** INFORMATION SHOWN follows **

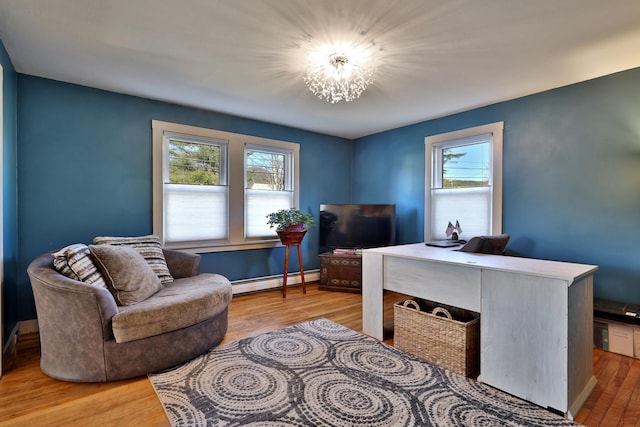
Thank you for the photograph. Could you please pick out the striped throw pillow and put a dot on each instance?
(75, 262)
(150, 249)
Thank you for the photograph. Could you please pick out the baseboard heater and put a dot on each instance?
(272, 282)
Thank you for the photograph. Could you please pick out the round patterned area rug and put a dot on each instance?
(319, 373)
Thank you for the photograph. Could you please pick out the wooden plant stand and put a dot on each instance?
(292, 238)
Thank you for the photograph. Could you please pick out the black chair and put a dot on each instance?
(493, 245)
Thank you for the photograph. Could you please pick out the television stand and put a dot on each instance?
(340, 272)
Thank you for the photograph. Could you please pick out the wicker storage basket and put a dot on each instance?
(451, 342)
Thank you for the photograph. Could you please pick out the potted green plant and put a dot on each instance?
(290, 219)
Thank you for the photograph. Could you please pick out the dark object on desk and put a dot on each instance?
(493, 245)
(616, 310)
(445, 243)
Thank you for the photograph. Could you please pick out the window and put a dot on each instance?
(268, 186)
(464, 182)
(213, 189)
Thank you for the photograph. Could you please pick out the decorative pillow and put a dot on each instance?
(149, 247)
(75, 262)
(128, 275)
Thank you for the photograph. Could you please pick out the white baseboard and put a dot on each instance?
(28, 327)
(9, 349)
(272, 282)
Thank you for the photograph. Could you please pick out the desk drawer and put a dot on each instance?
(451, 284)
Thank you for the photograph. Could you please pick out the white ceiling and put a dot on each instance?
(246, 57)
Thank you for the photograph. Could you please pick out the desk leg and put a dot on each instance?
(286, 271)
(304, 286)
(372, 294)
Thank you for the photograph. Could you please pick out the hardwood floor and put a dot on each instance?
(30, 398)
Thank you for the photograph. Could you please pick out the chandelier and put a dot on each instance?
(336, 75)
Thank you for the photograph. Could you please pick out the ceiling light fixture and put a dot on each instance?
(337, 73)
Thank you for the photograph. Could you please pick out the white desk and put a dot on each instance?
(536, 322)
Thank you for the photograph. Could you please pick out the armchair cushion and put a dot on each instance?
(128, 275)
(148, 246)
(183, 303)
(75, 262)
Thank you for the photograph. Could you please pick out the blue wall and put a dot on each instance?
(84, 165)
(571, 176)
(9, 194)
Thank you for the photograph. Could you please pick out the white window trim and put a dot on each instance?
(236, 183)
(496, 129)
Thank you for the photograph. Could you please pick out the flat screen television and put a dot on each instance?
(355, 226)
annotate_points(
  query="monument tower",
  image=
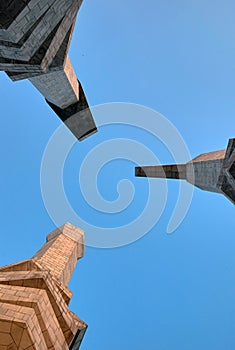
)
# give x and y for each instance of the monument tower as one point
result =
(35, 36)
(34, 296)
(213, 171)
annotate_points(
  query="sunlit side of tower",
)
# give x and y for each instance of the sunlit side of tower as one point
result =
(34, 296)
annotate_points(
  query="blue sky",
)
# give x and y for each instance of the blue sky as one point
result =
(165, 292)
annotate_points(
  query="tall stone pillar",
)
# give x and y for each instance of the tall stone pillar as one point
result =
(34, 296)
(212, 171)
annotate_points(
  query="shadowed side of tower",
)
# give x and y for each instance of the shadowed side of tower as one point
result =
(34, 296)
(34, 41)
(212, 171)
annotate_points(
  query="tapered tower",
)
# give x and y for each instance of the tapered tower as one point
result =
(34, 296)
(35, 36)
(213, 171)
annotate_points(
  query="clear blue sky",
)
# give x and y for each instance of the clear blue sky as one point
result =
(163, 292)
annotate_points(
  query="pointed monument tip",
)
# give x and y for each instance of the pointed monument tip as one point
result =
(69, 230)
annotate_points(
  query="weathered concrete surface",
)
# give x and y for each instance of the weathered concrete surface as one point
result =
(212, 171)
(34, 296)
(34, 40)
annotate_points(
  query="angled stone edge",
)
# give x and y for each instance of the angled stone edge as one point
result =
(77, 117)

** End of INFORMATION SHOWN **

§ WHAT IS REQUIRED:
All lines from the one containing "# give x and y for each instance of the tapered" through the end of the data, and no others, are to be given again word for word.

§ FINISHED TASK:
# give x and y for each instance of the tapered tower as one point
result =
(34, 296)
(35, 36)
(213, 171)
annotate_points(
  query="clear blue sky",
)
# give x and y for each instance of the clear blue sky as one point
result =
(163, 292)
annotate_points(
  query="pointed monument tip",
)
# give x and y for each instance of the pointed monument tip as one point
result =
(69, 230)
annotate_points(
  query="weathered concrete surface",
)
# give x and y for each instance of the weathered concrete surface as one point
result =
(212, 171)
(34, 296)
(34, 40)
annotate_points(
  query="angled stone edge",
)
# give x and y for each instance of the angled stone edge as one point
result =
(77, 117)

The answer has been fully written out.